▸ Texto de lectura:

========

En Rinlo, un pueblo marinero a 7 kilómetros (o 22 minutos en bicicleta) de Ribadeo, se sirve también ese arroz caldoso con lubrigante, como se llama al bogavante en Galicia. Bugre, le dicen en Asturias. Por Rinlo, por este antiguo puerto ballenero que mantiene sus casas de pescadores de antes –es bonito porque no ha sufrido intervención y porque no ha salido de ningún cuento, la aspereza no se idealiza–, se pasa en la ruta costera que traza Pérez y a la que se suma Graña, el director del parador, que saca su bici de una cochera que este antiguo albergue de carretera ha habilitado para el cicloturismo. 27 hoteles de los 98 que forman la red de Paradores están acondicionados para moverse en bicicleta.
—Me he quedado cortado y no ha sido fácil alcanzaros.
Una llamada de teléfono ha provocado que Pérez, el guía, pierda al pelotón. El trayecto, 30 kilómetros ida y vuelta desde el parador hasta la playa de las Catedrales, puede resultar un paseo relajado –el mar apenas se pierde de vista– o puede convertirse en una etapa ciclista. El camino alterna tramos de tierra con otros de asfalto, repechos y paradas, todas las que se quiera, para sacar una foto a las cetáreas de Rinlo, tres piscinas naturales de agua salada en las que se cultivaba marisco “para que aumentara su tamaño y se vendiera en Navidad, cuando más se pagaba por él. Los meses previos estaba vetada su pesca”, explica Graña. La actividad de engorde de crustáceos finalizó en los noventa, hoy son los críos los que utilizan esos ollos (ojos) en la piedra como recreo.
Pérez, ya a rueda, suministra agua al resto, es el líder y el gregario. Alquila las bicis, cuenta con una furgoneta de apoyo para los clientes que solo quieren realizar en bici el trayecto de ida y explica que al cargadero de mineral de Ribadeo llegaba el hierro de las minas de A Pontenova listo para embarcar en naves con bandera alemana e inglesa durante la primera mitad del siglo XX. “Tampoco hace falta abrumar con información”, afirma Pérez, que aun así no rehúye ninguna pregunta, que organiza rutas de senderismo en las montañas de Oscos (enfrente, en Asturias), que sabe dónde encontrar oro (nadie se va a hacer rico) y quiastolitas (una piedra valorada en joyería), que se sumerge en el agua con los visitantes más atrevidos, en lo que él llama vadear la costa –donde baten las olas se pescan doradas y sargos con arpón y sin botella de oxígeno.
Se trata de estar arropado por un profesional del lugar mientras suben las pulsaciones en la bici y baja la tensión después en la habitación del hotel por estar cerca del mar. “Te pones en la galería de la habitación a leer y se te pasa la tarde que ni te enteras”, cuenta Graña. “El parador siempre ha sido un lugar de reunión para la gente del pueblo. Desde el casco urbano es difícil ver el mar. Nosotros tenemos las mejores vistas”, presume, porque es el director y porque está en lo cierto.

========

▸ Entradas:

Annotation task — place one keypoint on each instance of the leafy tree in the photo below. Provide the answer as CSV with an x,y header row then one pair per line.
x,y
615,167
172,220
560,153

========

▸ Tareas por realizar:
a. Resume en dos oraciones el texto sobre la ruta en bicicleta hasta la playa de las Catedrales.
b. Determina si cada afirmación concuerda con el texto sobre la ruta en bicicleta: (i) Rinlo está a 7 kilómetros de Ribadeo; (ii) en las cetáreas de Rinlo todavía se engordan crustáceos; (iii) todos los hoteles de la red de Paradores están acondicionados para la bicicleta. Contesta sí o no y cita las palabras del texto que lo deciden.
El material es independiente del texto de lectura.

▸ Lista de respuestas:
a. Pérez, el guía, y Graña, director del parador, recorren en bicicleta una ruta costera de 30 kilómetros ida y vuelta desde el parador hasta la playa de las Catedrales, pasando por el antiguo puerto ballenero de Rinlo y sus cetáreas. Pérez alquila las bicis y explica datos como la llegada del hierro al cargadero de mineral de Ribadeo, mientras Graña presume de que el parador tiene las mejores vistas al mar.

b.
(i) Sí: "a 7 kilómetros (o 22 minutos en bicicleta) de Ribadeo".
(ii) No: "La actividad de engorde de crustáceos finalizó en los noventa".
(iii) No: "27 hoteles de los 98 que forman la red de Paradores están acondicionados para moverse en bicicleta".